**WHAT IS NEEDED**. Retype nothing except the lines below from the one with "detect the man in dark" through the one with "detect the white climbing", exactly, with images left out.

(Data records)
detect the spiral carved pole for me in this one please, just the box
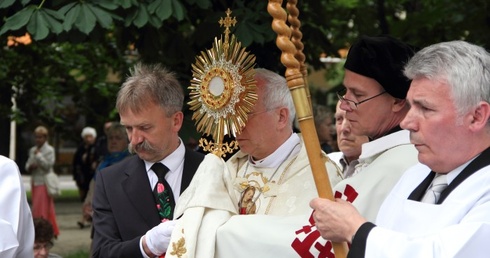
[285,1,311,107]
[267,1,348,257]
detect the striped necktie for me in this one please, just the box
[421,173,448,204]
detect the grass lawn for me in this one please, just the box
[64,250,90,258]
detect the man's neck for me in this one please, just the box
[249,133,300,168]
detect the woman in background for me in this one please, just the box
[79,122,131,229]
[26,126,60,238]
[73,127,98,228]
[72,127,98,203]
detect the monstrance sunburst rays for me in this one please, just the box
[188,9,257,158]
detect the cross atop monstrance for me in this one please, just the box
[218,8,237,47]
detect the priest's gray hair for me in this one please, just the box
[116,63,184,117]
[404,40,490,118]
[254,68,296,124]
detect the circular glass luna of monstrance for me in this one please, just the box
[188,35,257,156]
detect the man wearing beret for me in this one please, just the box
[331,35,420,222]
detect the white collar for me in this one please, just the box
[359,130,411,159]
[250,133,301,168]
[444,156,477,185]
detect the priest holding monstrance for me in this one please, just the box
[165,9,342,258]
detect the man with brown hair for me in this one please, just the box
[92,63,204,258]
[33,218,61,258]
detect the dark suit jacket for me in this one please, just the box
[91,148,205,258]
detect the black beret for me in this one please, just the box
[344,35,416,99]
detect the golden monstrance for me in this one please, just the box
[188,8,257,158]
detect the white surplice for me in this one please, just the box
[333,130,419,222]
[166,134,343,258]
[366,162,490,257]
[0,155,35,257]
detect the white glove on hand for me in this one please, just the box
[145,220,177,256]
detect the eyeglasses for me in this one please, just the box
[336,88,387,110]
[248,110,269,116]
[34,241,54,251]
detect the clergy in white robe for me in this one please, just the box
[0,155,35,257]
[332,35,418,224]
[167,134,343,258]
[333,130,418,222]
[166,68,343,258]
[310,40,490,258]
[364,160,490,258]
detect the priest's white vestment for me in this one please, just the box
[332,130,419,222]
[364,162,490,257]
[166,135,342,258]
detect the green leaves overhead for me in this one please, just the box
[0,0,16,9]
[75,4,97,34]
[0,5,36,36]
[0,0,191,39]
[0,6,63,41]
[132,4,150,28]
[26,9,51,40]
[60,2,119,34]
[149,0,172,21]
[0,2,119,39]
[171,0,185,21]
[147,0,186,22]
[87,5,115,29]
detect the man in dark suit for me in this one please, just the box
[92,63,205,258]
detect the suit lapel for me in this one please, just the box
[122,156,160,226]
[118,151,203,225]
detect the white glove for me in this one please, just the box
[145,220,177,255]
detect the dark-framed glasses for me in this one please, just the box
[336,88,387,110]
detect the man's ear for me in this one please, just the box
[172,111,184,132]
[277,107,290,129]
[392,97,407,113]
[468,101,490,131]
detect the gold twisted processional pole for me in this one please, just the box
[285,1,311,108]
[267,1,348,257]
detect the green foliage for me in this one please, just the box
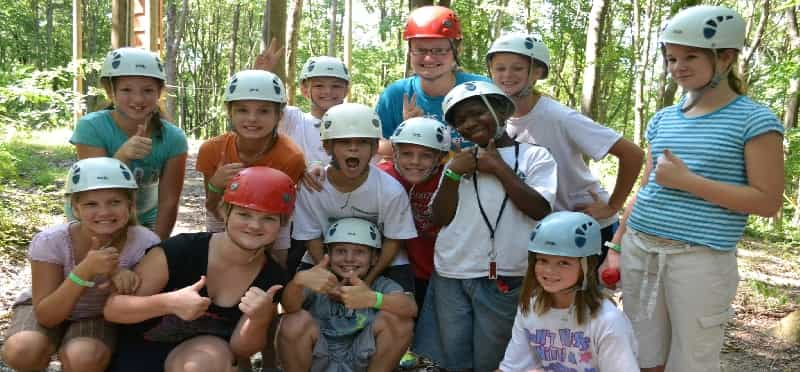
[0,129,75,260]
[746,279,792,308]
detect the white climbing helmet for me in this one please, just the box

==

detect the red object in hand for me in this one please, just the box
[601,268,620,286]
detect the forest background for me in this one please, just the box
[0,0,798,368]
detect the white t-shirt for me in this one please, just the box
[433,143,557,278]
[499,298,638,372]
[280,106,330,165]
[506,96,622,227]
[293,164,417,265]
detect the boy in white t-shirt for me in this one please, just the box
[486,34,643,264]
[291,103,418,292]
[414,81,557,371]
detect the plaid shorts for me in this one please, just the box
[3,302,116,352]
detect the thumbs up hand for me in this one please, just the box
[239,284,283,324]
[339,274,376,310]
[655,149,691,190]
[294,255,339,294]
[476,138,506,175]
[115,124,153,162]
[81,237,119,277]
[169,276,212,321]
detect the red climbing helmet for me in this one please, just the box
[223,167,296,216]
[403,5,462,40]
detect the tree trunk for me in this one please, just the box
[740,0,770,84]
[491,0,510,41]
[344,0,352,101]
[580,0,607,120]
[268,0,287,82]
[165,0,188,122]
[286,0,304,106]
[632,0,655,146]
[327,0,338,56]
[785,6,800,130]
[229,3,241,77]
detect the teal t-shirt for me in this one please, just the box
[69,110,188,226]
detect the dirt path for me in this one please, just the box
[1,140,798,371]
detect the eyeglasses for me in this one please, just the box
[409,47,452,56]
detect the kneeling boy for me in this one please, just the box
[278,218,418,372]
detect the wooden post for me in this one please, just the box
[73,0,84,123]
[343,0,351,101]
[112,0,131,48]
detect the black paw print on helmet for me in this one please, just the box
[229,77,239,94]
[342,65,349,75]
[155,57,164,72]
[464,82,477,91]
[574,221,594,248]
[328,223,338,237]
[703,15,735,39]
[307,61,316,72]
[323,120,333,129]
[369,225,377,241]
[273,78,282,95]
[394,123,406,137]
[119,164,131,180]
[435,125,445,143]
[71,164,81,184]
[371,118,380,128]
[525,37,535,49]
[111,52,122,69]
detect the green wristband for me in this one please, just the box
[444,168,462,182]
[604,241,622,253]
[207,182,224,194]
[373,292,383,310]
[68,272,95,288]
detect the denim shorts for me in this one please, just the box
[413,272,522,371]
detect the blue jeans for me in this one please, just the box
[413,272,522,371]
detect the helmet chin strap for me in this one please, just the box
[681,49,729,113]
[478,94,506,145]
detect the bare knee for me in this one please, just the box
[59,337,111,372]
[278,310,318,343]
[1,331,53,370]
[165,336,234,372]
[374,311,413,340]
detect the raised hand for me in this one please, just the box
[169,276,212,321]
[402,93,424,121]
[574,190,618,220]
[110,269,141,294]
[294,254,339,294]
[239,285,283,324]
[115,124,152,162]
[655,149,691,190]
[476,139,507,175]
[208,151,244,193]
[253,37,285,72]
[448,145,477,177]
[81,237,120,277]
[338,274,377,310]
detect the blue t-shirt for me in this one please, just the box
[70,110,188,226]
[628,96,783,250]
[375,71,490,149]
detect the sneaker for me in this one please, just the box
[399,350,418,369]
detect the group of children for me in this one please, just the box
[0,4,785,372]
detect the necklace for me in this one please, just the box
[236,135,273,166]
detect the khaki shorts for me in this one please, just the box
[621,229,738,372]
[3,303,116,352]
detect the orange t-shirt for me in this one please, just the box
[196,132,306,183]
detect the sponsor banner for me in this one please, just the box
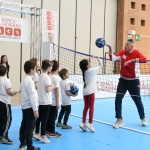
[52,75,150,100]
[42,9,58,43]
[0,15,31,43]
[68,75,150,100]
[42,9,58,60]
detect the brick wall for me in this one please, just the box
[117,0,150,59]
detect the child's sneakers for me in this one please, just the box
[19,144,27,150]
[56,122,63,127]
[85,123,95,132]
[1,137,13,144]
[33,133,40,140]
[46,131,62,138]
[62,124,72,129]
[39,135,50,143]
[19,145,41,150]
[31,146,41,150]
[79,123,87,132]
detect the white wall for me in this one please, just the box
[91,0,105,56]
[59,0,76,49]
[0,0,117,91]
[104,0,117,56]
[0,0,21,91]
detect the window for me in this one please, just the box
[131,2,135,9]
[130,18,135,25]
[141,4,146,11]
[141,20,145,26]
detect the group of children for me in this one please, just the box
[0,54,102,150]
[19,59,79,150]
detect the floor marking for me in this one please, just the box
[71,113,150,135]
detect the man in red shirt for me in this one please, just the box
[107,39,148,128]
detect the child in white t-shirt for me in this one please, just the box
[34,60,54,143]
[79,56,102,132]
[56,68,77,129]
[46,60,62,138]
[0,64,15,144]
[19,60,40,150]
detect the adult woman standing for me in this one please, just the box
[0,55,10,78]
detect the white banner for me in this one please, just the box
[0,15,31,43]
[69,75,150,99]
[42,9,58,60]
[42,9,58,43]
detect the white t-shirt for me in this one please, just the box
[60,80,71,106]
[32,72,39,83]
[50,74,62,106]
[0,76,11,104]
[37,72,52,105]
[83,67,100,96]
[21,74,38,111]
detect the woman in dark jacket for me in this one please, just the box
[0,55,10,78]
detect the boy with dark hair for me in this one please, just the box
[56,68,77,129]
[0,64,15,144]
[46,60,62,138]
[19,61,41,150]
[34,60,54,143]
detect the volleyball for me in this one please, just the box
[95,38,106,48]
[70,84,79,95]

**ANSWER TO THIS TASK**.
detect the man in dark suit for me in this one please, just the box
[92,63,205,258]
detect the suit lapel for me in this one please, just the box
[122,156,160,226]
[118,151,203,225]
detect the white glove for me in this one please, just the box
[145,220,177,255]
detect the dark-framed glasses for me in this one please, just the box
[336,88,387,110]
detect the man's ear for me in this one please, just the box
[172,111,184,132]
[277,107,290,129]
[392,97,407,113]
[468,101,490,131]
detect the gold twisted processional pole for me in this one please, just the box
[285,1,311,108]
[267,1,348,257]
detect the green foliage for me in this one please, just the box
[0,129,75,260]
[746,279,792,308]
detect the white climbing helmet for me in this one please, just the box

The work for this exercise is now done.